Extrait retenu:
....

Pourquoi s'être lancés dans l'Entreprise Diffuse ?

 

Au cours de son existence, au travers de sa famille, ses amis, ses expériences professionnelles, son parcours scolaire, l'individu crée ou rejoint différents cercles relationnels, des communautés, des groupes dans lesquels il évolue. L'anthropologue Robin Dunbar a estimé à 150, le nombre d'individus avec lesquels une personne est en capacité d'entretenir une relation stable et durable. Et, l'évolution de notre société aujourd'hui rend le nombre de Dunbar encore plus significatif.

Paradoxalement, nous entendons souvent parler de délitement du lien social, de dispersement des individus, de montée de l'égoïsme et de l'individualisme. Aujourd'hui, nous proposons à travers le concept de l'Entreprise Diffuse, une prise de conscience de la multitude des liens relationnels qui existe chez chaque individu et de leur (re)donner du sens et de la force pour l'individu, notre société et enfin nos organisations.


Les constats de départ


L'Entreprise diffuse est l'aboutissement d'un processus d'émancipation de l'individu au travail

L'observation du vivier d'interactions dans une entreprise met en exergue trois formes principales de liens sociaux : les liens de subordination, les liens de coopération et les liens interpersonnels. Les liens sociaux se structurent et sont déterminés par le contexte, la temporalité ou encore les différents individus. C'est pourquoi, les évolutions du monde du travail au fil du temps, ont naturellement modifié la présence et les rapports de force entre ces liens dans nos organisations.


Depuis la nuit des temps, le lien de subordination entre un supérieur et ses subordonnées est au coeur de nos organisations. La signature du contrat de travail établit juridiquement la relation d'autorité entre un collaborateur et sa hiérarchie : ces derniers émettent un ordre ou une décision, le collaborateur s'y soumet. Mais depuis le dernier tiers du XXème siècle, nous observons une crise du lien de subordination dans notre société (famille, éducation, religion, travail) et nos organisations. Evidemment, le rapport d'autorité entre employés et employeurs ne peut disparaître complètement, tant qu'il s'exprimera toujours à travers les contrats de travail ou la présence de hiérarchie, mais il s'affaiblit au profit des liens de coopération et interpersonnels. La frénésie de l'externalisation en a été le terreau.

....

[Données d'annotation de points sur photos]
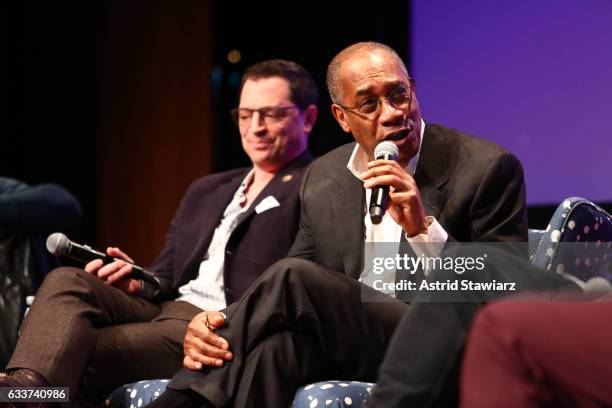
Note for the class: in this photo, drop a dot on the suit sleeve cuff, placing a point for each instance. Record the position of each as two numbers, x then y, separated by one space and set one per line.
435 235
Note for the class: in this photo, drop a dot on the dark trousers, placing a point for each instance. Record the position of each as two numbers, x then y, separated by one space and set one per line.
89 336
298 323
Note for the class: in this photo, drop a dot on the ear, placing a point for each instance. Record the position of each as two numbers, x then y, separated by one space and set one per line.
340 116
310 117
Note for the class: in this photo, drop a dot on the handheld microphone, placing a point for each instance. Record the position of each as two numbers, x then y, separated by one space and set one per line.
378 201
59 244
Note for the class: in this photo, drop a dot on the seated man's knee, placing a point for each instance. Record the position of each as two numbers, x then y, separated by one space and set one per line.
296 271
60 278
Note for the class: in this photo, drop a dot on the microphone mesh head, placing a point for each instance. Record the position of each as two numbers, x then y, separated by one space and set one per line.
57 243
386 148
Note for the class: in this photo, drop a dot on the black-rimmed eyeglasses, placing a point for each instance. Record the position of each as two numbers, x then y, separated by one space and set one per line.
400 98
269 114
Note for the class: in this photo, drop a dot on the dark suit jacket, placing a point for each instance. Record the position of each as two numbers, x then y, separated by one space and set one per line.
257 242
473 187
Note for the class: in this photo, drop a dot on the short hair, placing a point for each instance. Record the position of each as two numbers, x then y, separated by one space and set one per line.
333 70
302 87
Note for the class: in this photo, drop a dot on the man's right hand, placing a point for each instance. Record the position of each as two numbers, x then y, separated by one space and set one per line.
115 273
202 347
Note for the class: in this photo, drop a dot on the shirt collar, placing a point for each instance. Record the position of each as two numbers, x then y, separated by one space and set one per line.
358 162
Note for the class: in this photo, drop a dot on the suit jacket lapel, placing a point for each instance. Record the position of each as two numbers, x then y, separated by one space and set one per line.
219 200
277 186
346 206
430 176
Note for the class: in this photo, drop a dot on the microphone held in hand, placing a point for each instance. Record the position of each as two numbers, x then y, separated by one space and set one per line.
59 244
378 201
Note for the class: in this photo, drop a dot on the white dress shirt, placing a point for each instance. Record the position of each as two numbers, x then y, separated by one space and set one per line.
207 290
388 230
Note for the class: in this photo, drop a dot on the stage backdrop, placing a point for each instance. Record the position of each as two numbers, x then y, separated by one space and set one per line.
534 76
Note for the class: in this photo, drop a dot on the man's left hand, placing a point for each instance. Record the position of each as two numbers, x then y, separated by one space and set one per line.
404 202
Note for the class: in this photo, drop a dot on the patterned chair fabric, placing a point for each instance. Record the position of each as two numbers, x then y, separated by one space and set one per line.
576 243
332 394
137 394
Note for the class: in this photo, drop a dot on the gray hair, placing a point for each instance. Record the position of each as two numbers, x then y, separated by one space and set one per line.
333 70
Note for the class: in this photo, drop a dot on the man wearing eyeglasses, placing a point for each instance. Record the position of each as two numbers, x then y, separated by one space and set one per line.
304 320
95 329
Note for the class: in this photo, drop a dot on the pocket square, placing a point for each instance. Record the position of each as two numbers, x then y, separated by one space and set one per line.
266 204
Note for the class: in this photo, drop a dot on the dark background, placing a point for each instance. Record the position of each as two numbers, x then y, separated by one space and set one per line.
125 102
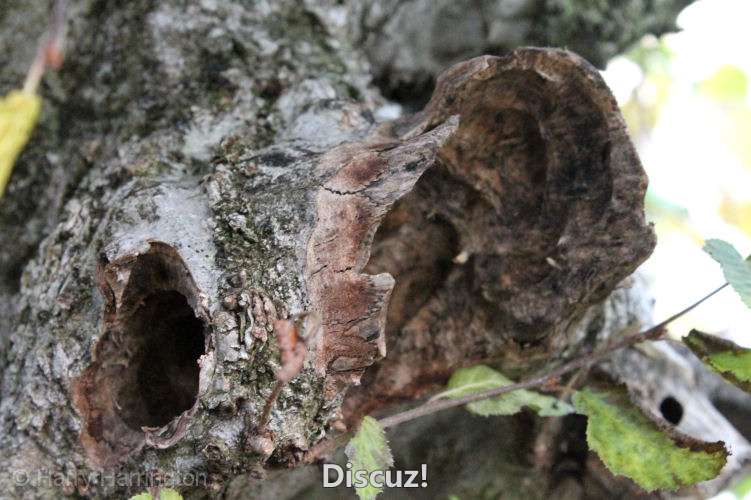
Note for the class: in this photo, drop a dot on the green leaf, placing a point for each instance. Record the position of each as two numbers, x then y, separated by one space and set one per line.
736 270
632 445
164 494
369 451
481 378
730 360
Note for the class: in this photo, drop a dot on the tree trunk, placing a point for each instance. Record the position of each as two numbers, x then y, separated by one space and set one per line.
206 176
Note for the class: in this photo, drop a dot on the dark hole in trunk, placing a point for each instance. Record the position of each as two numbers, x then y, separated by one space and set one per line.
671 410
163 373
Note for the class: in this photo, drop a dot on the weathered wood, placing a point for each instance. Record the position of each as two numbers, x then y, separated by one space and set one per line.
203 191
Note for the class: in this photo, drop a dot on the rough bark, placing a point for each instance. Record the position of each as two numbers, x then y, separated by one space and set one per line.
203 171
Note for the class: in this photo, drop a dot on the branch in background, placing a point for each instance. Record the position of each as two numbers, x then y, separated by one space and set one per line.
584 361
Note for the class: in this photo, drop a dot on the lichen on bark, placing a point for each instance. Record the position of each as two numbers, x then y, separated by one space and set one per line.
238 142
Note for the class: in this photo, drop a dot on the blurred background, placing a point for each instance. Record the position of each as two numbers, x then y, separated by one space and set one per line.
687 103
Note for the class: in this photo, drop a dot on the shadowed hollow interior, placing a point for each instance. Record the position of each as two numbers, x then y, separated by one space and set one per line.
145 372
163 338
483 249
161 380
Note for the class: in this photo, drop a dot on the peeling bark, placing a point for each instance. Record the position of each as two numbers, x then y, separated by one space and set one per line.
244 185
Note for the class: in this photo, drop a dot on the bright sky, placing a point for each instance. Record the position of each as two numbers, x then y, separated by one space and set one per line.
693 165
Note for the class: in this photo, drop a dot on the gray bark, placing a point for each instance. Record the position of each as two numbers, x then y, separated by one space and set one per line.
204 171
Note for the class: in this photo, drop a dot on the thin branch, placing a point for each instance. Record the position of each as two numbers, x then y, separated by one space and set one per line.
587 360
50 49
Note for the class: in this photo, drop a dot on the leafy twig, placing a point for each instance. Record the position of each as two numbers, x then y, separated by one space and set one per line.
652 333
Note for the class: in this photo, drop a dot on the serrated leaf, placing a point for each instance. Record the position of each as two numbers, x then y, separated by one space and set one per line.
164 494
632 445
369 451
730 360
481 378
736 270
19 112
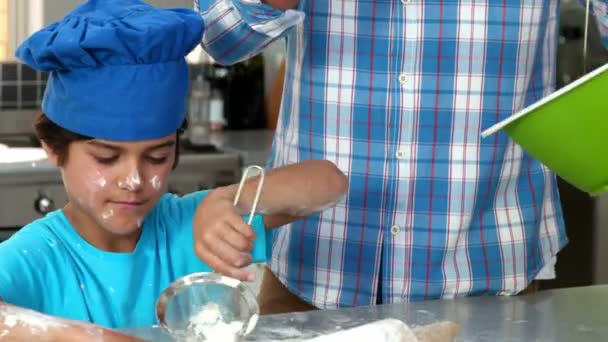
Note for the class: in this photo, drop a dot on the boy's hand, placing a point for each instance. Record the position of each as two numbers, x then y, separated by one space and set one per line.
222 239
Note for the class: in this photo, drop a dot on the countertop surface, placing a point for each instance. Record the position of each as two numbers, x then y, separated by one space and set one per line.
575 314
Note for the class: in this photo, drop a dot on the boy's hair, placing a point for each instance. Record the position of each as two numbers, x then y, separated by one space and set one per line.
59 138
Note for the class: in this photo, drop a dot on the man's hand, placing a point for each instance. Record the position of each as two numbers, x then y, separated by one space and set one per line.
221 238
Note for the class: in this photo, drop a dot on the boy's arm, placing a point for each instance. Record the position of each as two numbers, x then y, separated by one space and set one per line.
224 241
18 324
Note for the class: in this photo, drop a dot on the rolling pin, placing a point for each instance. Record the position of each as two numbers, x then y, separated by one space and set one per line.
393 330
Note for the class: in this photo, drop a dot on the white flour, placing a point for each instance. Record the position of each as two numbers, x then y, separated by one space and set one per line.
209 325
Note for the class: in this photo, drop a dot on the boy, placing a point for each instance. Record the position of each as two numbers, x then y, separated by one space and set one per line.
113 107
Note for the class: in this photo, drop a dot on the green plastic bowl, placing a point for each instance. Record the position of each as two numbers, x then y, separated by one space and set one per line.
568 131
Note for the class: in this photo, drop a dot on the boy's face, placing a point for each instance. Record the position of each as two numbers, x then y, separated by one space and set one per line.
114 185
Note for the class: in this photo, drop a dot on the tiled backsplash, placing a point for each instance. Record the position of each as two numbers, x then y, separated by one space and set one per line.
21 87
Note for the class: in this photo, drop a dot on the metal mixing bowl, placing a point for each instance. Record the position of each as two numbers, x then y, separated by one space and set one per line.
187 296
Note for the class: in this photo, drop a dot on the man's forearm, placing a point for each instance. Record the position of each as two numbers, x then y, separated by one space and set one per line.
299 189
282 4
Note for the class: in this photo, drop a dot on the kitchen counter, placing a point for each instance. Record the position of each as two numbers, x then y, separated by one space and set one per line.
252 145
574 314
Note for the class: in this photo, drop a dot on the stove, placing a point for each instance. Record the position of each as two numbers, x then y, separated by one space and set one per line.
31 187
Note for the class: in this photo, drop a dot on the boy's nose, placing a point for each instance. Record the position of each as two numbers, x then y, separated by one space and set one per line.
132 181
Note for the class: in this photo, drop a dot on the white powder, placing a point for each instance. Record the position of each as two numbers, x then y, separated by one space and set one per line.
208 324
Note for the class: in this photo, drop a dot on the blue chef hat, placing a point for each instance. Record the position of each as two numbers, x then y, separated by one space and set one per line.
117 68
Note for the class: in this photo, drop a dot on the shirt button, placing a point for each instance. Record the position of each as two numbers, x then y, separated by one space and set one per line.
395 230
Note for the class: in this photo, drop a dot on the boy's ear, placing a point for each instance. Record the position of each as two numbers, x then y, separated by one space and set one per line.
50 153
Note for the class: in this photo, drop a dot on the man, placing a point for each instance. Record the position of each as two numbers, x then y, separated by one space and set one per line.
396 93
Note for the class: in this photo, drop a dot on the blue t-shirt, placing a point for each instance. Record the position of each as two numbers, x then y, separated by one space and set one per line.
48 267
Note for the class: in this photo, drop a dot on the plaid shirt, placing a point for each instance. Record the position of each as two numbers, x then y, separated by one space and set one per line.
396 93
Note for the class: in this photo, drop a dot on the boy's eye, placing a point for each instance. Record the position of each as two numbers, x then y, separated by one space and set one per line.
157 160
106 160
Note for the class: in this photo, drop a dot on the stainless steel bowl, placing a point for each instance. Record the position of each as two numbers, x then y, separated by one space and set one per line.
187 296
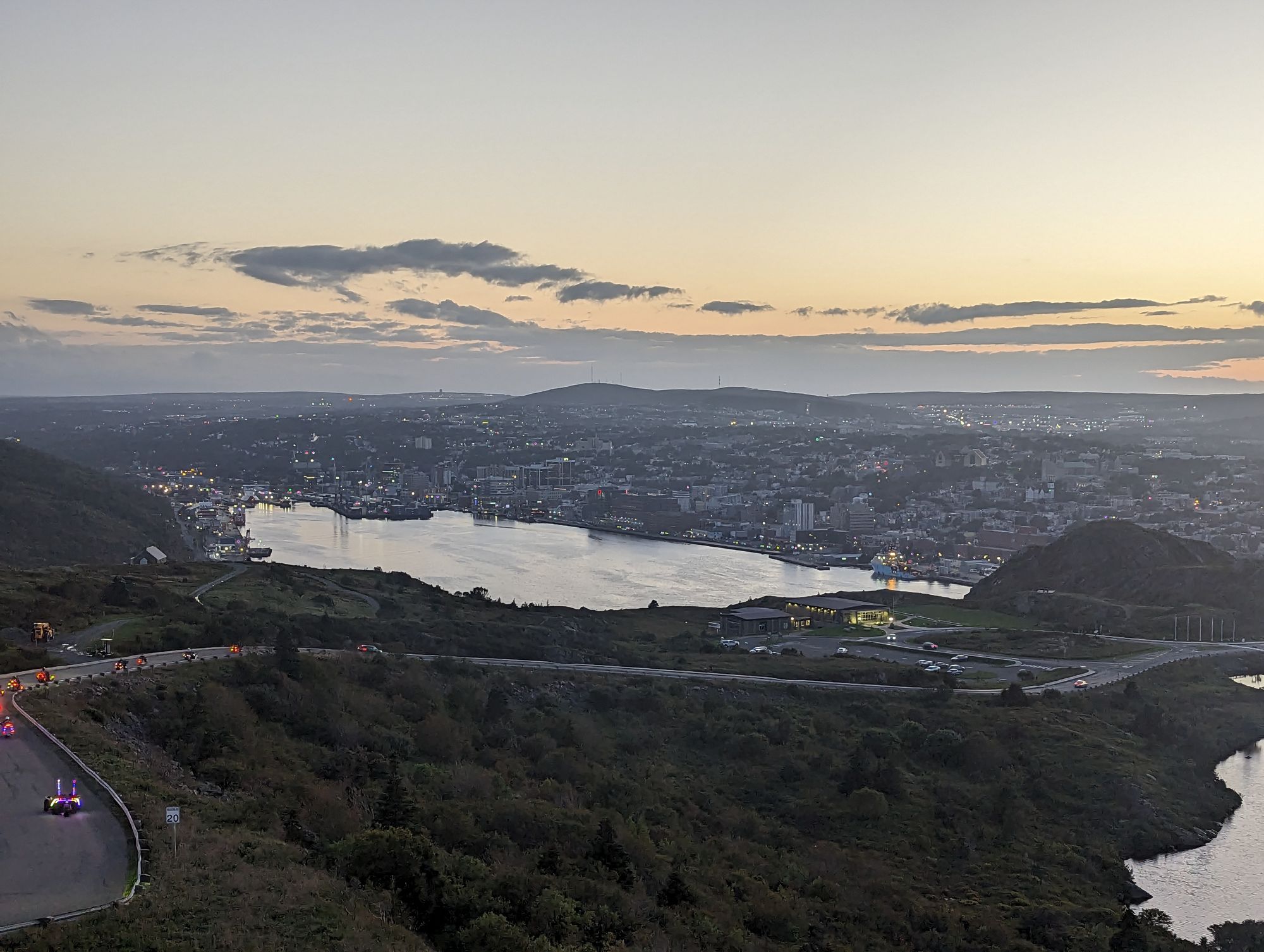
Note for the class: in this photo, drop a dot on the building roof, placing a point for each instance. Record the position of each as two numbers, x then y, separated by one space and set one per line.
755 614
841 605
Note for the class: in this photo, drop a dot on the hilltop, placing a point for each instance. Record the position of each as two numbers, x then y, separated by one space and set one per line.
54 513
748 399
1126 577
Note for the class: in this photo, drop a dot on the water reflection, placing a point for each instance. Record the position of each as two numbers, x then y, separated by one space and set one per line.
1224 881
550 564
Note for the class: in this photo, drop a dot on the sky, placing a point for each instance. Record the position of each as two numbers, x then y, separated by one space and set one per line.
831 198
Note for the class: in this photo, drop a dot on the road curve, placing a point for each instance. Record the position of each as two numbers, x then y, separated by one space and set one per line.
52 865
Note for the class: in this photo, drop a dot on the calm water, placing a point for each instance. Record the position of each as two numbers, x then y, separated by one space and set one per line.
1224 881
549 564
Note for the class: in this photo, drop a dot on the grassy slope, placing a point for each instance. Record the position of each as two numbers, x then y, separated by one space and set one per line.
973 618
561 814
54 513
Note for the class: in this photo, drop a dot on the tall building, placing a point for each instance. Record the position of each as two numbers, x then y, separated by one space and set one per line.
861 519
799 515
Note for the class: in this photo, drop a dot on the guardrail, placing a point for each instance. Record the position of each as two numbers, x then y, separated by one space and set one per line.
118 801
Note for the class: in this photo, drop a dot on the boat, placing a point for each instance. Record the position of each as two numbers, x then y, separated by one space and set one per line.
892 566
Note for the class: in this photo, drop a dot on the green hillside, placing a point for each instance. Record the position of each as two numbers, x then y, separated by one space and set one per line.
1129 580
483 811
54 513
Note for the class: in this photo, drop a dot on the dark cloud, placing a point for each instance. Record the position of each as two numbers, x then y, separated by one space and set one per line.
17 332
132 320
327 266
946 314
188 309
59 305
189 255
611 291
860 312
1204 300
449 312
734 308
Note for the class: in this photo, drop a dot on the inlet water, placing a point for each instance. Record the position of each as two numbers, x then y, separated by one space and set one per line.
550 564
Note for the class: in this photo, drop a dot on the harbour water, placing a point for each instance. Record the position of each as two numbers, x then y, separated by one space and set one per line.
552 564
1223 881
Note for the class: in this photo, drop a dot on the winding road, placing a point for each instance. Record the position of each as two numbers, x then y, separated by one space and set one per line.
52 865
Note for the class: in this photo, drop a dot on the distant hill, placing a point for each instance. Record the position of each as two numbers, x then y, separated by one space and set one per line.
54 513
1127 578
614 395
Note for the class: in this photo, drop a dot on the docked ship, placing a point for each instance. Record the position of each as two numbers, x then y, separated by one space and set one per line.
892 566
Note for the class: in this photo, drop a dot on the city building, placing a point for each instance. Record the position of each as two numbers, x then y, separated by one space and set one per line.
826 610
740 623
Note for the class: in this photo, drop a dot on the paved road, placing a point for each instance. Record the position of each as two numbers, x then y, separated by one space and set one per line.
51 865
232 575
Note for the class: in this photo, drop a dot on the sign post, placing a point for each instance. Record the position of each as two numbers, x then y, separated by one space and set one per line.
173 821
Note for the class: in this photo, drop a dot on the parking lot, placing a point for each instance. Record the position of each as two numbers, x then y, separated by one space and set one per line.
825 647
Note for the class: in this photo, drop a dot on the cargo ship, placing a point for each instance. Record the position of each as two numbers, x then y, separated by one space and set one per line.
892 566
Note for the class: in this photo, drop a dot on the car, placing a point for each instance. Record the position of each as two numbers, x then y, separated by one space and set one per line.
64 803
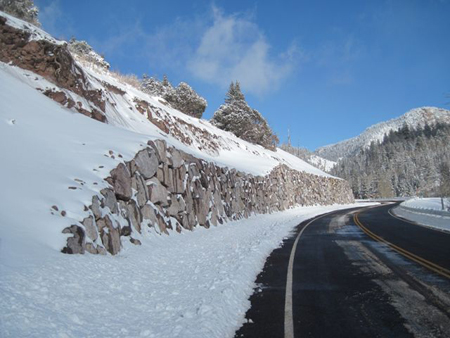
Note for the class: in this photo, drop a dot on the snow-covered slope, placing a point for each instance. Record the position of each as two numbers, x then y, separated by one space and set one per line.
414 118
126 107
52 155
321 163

....

Poursuivez l'extrait sur l'Entreprise Diffuse à partir de sa dernière phrase. Ces données n'ont aucun rapport avec l'extrait.

Aujourd'hui, les liens interpersonnels sont devenus progressivement le principal vecteur de la vie sociale. L'homme est un être social, les relations interpersonnelles existent donc naturellement chez lui mais il a fallu attendre certaines évolutions et transformations pour valoriser ces liens-là au sein de nos organisations. Nous observons dernièrement un changement dans la relation entre manager-collaborateur (que nous n'appelons plus salarié d'ailleurs !) avec l'apparition de nouvelles formes de management : management bienveillant, entreprise libérée, autonomisation des équipes, engagement collaborateur, montée en compétences par exemple. Un certain nombre d'entreprises prônent maintenant une organisation verticale, voire à l'extrême sans hiérarchie, où les managers ne sont plus les seuls détenteurs de l'information. Dans cette logique-là, le manager existe toujours mais son rôle et son attitude sont repensés : proximité, animation, réactivité sont les nouveaux maîtres-mots. Ses missions, qui demandent d'être portés par l'humain, encouragent ainsi les liens interpersonnels.

Ce schéma reprend le processus de destruction du lien social, en passant du lien de subordination au lien interpersonnel.


L'Entreprise Diffuse est l'aboutissement d'un processus d'allègement des organisations

Jusqu'au début du XXème siècle, les entreprises se reposent sur les principes du colbertisme. Une division du travail s'opère mais toute la chaîne de production reste centralisée en entreprise. La majorité des fabricants travaillent le produit du stade de matières premières jusqu'à la production, sans jamais recourir à une assistance extérieure. Ils utilisent même leurs propres ressources pour s'assurer de la livraison dans les magasins de l'entreprise. A partir des années 50, à


l'époque où les moyens de locomotion sont définitivement popularisés, les fabricants - particulièrement de biens de consommation et électroniques - prennent conscience des bénéfices à externaliser certains de leurs services au lieu de les garder en interne : spécialisation technique de


s salariés, diminution des coûts de main d'oeuvre, augmentation de leur capacité de production... Au fil du temps, nous assistons donc à une multiplication du nombre de fournisseurs qui se positionnent sur un maillon précis de la chaîne de valeur.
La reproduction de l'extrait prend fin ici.